Trecho do texto:
○ ○ ○ ○ ○ ○ ○
Em biografia recém-lançada, Ruy Castro refuta tese de que visual da cantora teria sido imposto por Hollywood

Livro derruba mitos sobre Carmen Miranda

LUIZ FERNANDO VIANNA
DA SUCURSAL DO RIO

Há cinco anos, ao começar a pesquisar a vida de Carmen Miranda para uma biografia a que se dedicaria com exclusividade a partir de abril de 2003, Ruy Castro ainda considerava plausíveis alguns mitos em torno da vida da cantora. Agora, ao lançar "Carmen - Uma Biografia", poucos desses mitos ficaram de pé.
O cruzamento de dezenas de entrevistas com pesquisas em jornais e arquivos pessoais derrubou para sempre uma série de lendas. Mas, para Castro, essa operação, em vez de diminuir a "pequena notável", aumenta seu tamanho.
"Um dos orgulhos que esse livro me dá é que espero ter conseguido mostrar que Carmen foi praticamente a inventora da música popular brasileira como cantora. Ela inventou um jeito brasileiro de cantar. E já chegou pronta aos Estados Unidos. Na verdade, ela já estava pronta em "Taí'", exalta Castro, 57, referindo-se ao sucesso de 1930 que transformou Carmen de anônima em estrela em um Carnaval.
O jornalista derruba no livro a idéia superficial de que o estereótipo eternizado por Carmen teria sido uma imposição de Hollywood. Afinal, "O Que É Que a Baiana Tem?" surgiu em um filme brasileiro de 1938, "Banana da Terra", e, nele, Carmen, orientada por Dorival Caymmi, já se valeu de indumentária e trejeitos parecidos com os que internacionalizaria a partir do ano seguinte.
○ ○ ○ ○ ○ ○ ○
Exercícios propostos:
a. Liste todas as pessoas identificadas pelo nome no trecho sobre a biografia de Carmen Miranda.
b. Reproduza, sem nenhuma alteração, o trecho da listagem que vai do início dela até a linha que contém "x=212, y=253", com ambas as extremidades incluídas.
O trecho e a listagem não têm nenhuma relação entre si.

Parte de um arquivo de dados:
○ ○ ○ ○ ○ ○ ○
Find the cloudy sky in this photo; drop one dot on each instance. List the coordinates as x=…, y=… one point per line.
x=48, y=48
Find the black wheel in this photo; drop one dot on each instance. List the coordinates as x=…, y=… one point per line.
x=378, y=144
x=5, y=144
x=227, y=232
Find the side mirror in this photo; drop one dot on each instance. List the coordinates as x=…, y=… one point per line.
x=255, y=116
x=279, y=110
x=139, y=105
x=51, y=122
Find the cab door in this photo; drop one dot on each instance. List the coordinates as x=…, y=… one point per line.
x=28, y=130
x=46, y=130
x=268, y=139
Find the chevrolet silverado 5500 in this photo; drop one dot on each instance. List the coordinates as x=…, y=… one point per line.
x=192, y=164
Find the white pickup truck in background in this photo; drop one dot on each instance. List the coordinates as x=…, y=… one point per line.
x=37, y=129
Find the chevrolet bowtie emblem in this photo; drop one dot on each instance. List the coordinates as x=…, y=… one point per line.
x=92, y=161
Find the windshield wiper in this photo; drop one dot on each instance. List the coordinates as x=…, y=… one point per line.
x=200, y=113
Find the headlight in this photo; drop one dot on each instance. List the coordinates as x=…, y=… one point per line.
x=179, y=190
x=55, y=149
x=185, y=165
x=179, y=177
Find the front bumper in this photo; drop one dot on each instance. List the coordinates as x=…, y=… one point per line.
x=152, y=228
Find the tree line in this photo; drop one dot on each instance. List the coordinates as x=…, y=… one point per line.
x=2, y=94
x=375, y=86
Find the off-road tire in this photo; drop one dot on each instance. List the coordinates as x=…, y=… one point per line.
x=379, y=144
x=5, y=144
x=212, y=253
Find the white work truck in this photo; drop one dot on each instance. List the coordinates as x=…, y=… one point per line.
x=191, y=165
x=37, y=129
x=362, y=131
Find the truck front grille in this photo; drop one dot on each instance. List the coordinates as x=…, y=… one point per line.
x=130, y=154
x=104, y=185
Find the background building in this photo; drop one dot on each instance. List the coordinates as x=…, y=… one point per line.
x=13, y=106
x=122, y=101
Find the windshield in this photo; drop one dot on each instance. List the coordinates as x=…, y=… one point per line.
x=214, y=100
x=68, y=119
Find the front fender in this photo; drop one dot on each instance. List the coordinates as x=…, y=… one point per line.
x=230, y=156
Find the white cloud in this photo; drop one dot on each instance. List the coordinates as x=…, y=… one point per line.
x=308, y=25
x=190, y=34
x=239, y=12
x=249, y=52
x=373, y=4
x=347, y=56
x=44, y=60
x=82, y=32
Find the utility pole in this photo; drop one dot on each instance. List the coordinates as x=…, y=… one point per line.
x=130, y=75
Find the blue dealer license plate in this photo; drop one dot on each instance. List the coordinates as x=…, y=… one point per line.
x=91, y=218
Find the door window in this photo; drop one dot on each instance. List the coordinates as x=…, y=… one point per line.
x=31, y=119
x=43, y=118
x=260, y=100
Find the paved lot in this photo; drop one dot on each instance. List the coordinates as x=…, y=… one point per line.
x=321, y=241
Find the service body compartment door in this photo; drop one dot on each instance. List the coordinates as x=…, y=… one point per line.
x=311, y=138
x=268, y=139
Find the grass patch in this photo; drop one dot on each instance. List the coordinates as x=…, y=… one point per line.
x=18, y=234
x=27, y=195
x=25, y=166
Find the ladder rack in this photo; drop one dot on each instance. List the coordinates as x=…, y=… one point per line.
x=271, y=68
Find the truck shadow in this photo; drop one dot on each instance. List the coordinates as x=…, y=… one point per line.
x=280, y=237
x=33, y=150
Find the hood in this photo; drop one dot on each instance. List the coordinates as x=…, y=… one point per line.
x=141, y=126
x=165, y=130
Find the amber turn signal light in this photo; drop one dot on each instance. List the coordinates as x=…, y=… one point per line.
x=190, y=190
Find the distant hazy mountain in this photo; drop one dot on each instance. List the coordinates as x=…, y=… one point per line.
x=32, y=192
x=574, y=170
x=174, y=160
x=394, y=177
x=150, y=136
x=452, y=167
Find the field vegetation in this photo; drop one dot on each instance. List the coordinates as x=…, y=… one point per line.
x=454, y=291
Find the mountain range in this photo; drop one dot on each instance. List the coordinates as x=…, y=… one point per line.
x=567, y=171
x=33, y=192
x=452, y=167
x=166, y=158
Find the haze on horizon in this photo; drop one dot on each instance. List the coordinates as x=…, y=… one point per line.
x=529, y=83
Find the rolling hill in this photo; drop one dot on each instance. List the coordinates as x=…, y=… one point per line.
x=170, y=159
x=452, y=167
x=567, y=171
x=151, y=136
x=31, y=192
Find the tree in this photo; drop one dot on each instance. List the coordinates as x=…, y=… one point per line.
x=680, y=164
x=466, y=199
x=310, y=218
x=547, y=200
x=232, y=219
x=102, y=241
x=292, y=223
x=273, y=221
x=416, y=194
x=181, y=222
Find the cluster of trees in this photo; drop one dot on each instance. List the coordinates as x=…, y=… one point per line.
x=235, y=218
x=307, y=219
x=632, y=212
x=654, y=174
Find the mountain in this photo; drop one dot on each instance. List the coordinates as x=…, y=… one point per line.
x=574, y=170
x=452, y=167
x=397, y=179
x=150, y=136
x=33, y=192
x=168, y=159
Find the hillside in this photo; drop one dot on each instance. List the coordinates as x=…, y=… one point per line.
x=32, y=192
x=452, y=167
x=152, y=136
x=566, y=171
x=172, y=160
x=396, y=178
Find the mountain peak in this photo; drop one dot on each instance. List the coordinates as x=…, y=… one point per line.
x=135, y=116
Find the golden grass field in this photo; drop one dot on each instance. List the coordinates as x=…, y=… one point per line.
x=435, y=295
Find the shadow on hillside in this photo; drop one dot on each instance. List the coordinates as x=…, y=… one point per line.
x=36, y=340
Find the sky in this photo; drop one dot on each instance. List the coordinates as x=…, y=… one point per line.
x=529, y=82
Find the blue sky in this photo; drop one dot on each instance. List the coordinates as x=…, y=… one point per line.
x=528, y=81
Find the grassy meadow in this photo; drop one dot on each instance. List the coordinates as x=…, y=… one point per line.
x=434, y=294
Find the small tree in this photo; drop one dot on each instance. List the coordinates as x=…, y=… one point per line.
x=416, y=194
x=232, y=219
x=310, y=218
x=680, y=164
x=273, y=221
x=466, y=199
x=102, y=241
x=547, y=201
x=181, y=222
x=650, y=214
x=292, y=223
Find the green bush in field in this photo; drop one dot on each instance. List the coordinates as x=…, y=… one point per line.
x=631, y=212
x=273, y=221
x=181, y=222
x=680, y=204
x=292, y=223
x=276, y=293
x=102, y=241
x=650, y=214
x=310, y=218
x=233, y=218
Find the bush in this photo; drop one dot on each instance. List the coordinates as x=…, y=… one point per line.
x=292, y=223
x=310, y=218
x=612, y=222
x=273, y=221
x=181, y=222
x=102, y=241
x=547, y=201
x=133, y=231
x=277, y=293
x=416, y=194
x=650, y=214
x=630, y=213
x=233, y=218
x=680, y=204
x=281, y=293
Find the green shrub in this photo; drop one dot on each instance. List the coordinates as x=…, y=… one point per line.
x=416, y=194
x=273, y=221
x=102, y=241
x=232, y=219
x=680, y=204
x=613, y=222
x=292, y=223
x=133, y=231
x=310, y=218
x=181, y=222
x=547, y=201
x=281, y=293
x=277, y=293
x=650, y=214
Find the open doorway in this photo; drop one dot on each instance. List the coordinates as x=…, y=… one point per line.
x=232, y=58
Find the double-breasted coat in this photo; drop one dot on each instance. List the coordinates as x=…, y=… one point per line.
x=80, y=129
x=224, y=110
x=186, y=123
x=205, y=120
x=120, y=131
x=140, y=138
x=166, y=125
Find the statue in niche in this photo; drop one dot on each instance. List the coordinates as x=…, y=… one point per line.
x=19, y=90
○ ○ ○ ○ ○ ○ ○
Respostas do exercício:
a.
Carmen Miranda
Ruy Castro
Luiz Fernando Vianna
Dorival Caymmi

b.
Find the cloudy sky in this photo; drop one dot on each instance. List the coordinates as x=…, y=… one point per line.
x=48, y=48
Find the black wheel in this photo; drop one dot on each instance. List the coordinates as x=…, y=… one point per line.
x=378, y=144
x=5, y=144
x=227, y=232
Find the side mirror in this photo; drop one dot on each instance. List the coordinates as x=…, y=… one point per line.
x=255, y=116
x=279, y=110
x=139, y=105
x=51, y=122
Find the cab door in this photo; drop one dot on each instance. List the coordinates as x=…, y=… one point per line.
x=28, y=130
x=46, y=130
x=268, y=139
Find the chevrolet silverado 5500 in this photo; drop one dot on each instance. List the coordinates as x=…, y=… one point per line.
x=192, y=164
Find the white pickup truck in background in this photo; drop one dot on each instance. List the coordinates as x=…, y=… one point per line.
x=37, y=129
Find the chevrolet bowtie emblem in this photo; drop one dot on each instance. List the coordinates as x=…, y=… one point per line.
x=92, y=161
Find the windshield wiper in this photo; drop one dot on each instance. List the coordinates as x=…, y=… one point per line.
x=200, y=113
Find the headlight in this photo; drop one dot on each instance. List the coordinates as x=…, y=… one point per line.
x=179, y=190
x=55, y=149
x=185, y=165
x=179, y=177
Find the front bumper in this photo; drop one dot on each instance. List the coordinates as x=…, y=… one point per line.
x=152, y=228
Find the tree line in this photo; drop one dot on each instance. List the coordinates as x=…, y=… one point per line.
x=2, y=94
x=375, y=86
Find the off-road tire in this photo; drop one dot on each instance. List the coordinates as x=…, y=… one point per line.
x=379, y=144
x=5, y=144
x=212, y=253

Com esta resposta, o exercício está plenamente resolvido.